Entries from a pointing dataset:
============================================================

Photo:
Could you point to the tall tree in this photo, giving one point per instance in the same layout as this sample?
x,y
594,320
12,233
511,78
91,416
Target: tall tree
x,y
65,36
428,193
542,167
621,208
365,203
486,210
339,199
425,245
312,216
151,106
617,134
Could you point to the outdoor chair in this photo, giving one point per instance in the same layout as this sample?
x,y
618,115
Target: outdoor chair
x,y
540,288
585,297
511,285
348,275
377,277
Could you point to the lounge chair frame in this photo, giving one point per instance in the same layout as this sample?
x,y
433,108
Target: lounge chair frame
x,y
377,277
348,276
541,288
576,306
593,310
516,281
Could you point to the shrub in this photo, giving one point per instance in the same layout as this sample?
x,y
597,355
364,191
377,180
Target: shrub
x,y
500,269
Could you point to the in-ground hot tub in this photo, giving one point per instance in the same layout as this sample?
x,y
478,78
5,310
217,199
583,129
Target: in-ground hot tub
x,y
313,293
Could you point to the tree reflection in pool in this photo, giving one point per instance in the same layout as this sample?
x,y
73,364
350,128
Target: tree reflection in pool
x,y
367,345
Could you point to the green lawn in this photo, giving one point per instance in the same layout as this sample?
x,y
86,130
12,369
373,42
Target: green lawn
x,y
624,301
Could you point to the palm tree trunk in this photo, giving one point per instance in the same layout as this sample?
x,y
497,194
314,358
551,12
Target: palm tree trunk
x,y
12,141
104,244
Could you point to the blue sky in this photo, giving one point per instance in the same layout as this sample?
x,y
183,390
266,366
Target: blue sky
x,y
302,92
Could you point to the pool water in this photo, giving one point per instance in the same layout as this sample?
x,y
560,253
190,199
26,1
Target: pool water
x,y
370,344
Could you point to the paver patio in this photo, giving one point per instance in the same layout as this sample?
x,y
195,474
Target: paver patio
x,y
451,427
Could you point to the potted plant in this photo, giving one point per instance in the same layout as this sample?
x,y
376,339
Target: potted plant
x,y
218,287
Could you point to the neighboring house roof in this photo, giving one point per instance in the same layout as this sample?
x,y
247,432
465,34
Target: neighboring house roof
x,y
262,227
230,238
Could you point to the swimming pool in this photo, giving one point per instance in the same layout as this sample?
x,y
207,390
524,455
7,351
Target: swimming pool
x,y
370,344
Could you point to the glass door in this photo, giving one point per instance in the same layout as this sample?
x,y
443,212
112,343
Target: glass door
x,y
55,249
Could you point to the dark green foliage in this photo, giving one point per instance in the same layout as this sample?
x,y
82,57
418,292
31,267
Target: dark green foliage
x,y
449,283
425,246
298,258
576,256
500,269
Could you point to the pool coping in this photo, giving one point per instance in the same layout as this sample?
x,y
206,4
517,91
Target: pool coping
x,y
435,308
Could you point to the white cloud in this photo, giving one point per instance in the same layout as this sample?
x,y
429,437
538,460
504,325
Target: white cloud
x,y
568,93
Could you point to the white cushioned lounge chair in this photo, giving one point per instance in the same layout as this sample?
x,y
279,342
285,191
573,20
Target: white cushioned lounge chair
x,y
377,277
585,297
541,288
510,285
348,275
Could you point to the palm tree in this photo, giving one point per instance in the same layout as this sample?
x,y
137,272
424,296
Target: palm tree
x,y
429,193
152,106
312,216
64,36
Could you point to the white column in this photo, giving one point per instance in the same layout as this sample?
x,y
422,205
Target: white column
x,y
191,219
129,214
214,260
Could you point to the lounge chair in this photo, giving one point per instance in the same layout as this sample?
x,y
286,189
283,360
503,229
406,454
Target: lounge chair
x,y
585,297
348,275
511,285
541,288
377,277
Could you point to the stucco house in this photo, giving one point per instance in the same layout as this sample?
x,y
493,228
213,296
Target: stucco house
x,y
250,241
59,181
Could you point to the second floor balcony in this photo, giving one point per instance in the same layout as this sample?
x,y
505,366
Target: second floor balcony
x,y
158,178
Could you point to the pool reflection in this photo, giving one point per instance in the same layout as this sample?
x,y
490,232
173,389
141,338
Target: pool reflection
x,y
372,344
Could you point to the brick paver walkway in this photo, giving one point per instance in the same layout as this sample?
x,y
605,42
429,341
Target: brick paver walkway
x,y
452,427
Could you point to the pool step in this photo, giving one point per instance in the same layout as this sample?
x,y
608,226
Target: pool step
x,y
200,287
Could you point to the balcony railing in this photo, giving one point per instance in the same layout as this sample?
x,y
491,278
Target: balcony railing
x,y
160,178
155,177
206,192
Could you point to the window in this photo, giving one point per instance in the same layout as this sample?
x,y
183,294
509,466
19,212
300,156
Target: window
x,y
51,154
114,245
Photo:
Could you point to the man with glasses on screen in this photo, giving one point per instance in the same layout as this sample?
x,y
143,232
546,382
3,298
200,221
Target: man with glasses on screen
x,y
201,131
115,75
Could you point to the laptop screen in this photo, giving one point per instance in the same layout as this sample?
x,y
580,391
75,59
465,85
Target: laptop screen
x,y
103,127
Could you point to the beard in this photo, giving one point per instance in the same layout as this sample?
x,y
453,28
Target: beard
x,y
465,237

============================================================

__AIM__
Copy exactly the lines from the one containing "Could you point to the balcony" through the last line of the records, both included, and nothing else.

__RESULT OF THE TASK__
Could you point to the balcony railing in this photo, giving one point per instance in the same layout as this sample?
x,y
491,278
Target: balcony railing
x,y
160,178
155,177
206,192
Could you point to the window in this photo, giving one point per instance in the same layout as this sample?
x,y
183,294
509,466
19,212
300,156
Target: window
x,y
51,154
114,245
Photo:
Could you point to the man with glasses on screen in this photo, giving one point per instance in the same layout as this sample?
x,y
143,232
546,382
3,298
200,221
Target: man with glasses on screen
x,y
201,131
115,75
Could you point to the laptop screen in this photo, giving one point per instance in the same layout as this sample?
x,y
580,391
75,59
465,85
Target: laptop screen
x,y
103,127
Could you point to the beard in this photo, giving one point per instance in the same layout as this sample?
x,y
453,28
Target: beard
x,y
465,237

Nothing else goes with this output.